What you are asked to do » Repeat exactly, and only, the lines of the entries below from the one with "Target: black tarp" through the one with "Target: stack of yellow crates", both ends included.

Data supplied »

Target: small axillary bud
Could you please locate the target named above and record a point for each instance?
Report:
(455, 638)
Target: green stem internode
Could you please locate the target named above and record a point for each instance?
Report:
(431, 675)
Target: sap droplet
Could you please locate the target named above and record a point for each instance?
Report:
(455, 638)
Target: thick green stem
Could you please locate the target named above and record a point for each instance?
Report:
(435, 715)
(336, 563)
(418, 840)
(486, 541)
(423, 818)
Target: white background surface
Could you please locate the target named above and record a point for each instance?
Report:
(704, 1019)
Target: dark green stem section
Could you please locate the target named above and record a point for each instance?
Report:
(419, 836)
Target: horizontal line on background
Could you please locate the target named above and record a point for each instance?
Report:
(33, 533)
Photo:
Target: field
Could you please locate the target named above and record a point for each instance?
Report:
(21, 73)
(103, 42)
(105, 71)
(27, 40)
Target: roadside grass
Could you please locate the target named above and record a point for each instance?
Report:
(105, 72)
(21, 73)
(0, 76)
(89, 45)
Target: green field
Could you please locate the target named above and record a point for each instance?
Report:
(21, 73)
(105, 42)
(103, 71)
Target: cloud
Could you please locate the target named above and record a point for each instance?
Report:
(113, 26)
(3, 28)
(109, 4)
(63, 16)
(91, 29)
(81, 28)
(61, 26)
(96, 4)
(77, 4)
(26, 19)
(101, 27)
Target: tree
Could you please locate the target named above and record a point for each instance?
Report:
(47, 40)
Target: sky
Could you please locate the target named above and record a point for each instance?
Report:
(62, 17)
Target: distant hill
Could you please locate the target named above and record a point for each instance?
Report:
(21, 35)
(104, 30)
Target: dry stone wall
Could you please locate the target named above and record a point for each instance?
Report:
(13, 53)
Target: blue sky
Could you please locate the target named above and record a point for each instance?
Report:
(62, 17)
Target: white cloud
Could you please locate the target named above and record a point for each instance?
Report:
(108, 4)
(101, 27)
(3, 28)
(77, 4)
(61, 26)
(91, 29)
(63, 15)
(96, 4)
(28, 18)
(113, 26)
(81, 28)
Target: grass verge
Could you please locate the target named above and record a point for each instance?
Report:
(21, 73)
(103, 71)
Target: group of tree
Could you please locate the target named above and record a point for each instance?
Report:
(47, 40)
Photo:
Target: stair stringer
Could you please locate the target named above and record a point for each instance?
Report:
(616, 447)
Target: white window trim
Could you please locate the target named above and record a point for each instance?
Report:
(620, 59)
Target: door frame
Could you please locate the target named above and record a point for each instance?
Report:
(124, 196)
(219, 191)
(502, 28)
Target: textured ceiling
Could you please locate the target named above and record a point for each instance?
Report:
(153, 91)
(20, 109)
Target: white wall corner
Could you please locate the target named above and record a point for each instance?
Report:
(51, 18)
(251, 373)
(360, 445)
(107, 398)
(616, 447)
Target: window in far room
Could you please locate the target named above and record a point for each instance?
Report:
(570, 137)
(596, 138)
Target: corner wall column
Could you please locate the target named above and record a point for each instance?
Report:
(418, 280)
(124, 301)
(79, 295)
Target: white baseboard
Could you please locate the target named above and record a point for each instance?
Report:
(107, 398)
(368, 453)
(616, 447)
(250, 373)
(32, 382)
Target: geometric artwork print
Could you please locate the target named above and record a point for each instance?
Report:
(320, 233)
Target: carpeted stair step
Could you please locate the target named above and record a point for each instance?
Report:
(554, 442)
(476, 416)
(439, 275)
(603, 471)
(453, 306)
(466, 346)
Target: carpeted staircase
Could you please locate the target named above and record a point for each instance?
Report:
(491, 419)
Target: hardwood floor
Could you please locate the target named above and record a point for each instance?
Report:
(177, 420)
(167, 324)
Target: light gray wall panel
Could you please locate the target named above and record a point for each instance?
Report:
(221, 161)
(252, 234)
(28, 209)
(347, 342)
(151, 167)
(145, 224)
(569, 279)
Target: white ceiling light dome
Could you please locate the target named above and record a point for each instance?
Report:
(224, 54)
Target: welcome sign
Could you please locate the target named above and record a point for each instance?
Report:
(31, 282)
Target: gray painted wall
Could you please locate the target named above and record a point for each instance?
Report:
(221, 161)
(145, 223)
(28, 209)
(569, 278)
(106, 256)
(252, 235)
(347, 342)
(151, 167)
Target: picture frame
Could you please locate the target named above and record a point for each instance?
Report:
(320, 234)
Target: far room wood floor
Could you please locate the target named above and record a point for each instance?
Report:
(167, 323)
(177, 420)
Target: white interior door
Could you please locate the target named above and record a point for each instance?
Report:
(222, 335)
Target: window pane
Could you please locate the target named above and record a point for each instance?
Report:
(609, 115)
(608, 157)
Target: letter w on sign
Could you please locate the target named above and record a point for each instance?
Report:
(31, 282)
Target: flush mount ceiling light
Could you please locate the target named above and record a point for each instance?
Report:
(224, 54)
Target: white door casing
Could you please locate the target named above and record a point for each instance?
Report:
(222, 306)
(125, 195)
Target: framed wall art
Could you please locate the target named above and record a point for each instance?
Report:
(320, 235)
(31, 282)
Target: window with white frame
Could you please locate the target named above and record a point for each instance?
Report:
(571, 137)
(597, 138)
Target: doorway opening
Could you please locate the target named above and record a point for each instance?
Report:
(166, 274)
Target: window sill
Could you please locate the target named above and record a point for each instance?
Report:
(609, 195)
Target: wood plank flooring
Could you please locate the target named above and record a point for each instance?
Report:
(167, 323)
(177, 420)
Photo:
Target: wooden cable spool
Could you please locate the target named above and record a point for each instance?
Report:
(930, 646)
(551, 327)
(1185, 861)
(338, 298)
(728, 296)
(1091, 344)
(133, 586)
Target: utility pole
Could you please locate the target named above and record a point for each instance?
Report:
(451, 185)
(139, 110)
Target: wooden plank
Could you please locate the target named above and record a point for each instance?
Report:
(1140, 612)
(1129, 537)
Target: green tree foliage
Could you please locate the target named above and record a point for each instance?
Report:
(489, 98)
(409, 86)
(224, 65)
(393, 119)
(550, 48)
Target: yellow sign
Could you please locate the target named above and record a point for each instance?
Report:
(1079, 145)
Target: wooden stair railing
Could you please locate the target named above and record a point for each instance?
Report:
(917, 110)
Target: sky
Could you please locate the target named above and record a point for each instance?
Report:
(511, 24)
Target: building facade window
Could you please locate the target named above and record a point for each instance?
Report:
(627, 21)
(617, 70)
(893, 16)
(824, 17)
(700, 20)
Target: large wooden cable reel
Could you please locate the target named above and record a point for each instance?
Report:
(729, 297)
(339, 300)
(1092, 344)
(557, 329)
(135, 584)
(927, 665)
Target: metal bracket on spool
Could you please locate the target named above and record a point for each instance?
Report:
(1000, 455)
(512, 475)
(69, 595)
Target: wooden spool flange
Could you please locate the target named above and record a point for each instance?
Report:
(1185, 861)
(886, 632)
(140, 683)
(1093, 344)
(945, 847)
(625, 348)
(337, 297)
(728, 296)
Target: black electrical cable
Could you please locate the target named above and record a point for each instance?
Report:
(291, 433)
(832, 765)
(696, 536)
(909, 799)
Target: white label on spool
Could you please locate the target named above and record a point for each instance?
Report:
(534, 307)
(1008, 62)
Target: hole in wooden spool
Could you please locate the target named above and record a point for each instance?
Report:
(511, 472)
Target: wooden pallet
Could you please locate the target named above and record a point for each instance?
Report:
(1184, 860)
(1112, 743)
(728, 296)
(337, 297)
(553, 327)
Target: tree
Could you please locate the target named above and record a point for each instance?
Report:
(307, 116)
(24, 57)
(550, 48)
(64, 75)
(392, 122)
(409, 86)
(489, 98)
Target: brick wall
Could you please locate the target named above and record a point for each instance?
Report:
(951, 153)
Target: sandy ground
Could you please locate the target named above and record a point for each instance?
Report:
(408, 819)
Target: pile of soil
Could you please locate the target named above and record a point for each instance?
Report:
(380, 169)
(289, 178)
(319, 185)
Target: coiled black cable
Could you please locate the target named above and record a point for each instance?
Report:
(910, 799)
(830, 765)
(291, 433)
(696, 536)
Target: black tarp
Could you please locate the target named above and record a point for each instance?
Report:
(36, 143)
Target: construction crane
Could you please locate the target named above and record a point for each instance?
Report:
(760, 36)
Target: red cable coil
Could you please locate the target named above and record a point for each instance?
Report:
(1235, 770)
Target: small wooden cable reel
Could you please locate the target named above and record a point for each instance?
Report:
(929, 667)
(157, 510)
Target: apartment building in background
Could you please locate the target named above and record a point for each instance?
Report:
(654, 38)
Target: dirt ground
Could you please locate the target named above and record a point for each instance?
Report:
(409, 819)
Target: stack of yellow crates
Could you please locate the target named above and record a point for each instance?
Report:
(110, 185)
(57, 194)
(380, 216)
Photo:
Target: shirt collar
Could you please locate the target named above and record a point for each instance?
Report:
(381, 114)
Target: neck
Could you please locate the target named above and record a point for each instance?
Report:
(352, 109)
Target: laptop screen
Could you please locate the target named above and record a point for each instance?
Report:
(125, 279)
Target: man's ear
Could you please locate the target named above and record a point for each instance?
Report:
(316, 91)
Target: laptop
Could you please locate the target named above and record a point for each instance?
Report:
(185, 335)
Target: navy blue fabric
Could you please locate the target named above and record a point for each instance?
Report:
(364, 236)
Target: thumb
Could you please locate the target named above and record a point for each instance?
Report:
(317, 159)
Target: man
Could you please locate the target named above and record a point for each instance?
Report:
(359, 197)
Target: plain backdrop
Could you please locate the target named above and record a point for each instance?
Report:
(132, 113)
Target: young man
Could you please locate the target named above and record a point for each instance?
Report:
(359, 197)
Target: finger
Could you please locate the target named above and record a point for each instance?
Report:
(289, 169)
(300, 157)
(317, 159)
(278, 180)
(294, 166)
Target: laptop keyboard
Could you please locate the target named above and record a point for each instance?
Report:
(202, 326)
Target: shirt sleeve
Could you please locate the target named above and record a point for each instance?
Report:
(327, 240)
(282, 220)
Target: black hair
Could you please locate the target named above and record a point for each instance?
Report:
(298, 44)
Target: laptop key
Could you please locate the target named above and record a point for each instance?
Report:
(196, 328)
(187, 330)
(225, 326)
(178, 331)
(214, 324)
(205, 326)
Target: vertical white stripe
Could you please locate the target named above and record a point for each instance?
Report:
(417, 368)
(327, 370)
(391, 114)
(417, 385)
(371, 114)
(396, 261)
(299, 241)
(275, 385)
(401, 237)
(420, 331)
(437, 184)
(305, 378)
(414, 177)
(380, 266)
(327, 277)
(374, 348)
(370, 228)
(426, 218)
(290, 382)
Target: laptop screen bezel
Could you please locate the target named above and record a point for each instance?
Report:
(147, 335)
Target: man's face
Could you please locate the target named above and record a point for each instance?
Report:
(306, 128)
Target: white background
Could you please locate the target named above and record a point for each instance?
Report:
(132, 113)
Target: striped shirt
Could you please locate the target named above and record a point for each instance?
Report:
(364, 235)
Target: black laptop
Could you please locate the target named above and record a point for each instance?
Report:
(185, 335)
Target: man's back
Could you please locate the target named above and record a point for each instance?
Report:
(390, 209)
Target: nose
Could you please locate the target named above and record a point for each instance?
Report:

Problem solution »
Target: black tarp
Could you please locate the target named above and record a point for each instance?
Report:
(36, 143)
Target: construction crane
Could you please locate the target named above and record a point for each instance?
Report:
(760, 36)
Target: red cable coil
Could you please locate the target named above and record a point for each instance?
Report:
(1235, 770)
Target: small wooden cable reel
Could you please locate the target named above and record a point for each instance?
Report:
(929, 667)
(157, 510)
Target: apartment building in background
Could you please locate the target named above and record a point for each instance?
Report:
(654, 38)
Target: dirt ground
Could you please locate the target named above and record a point for each instance?
Report:
(409, 819)
Target: stack of yellow crates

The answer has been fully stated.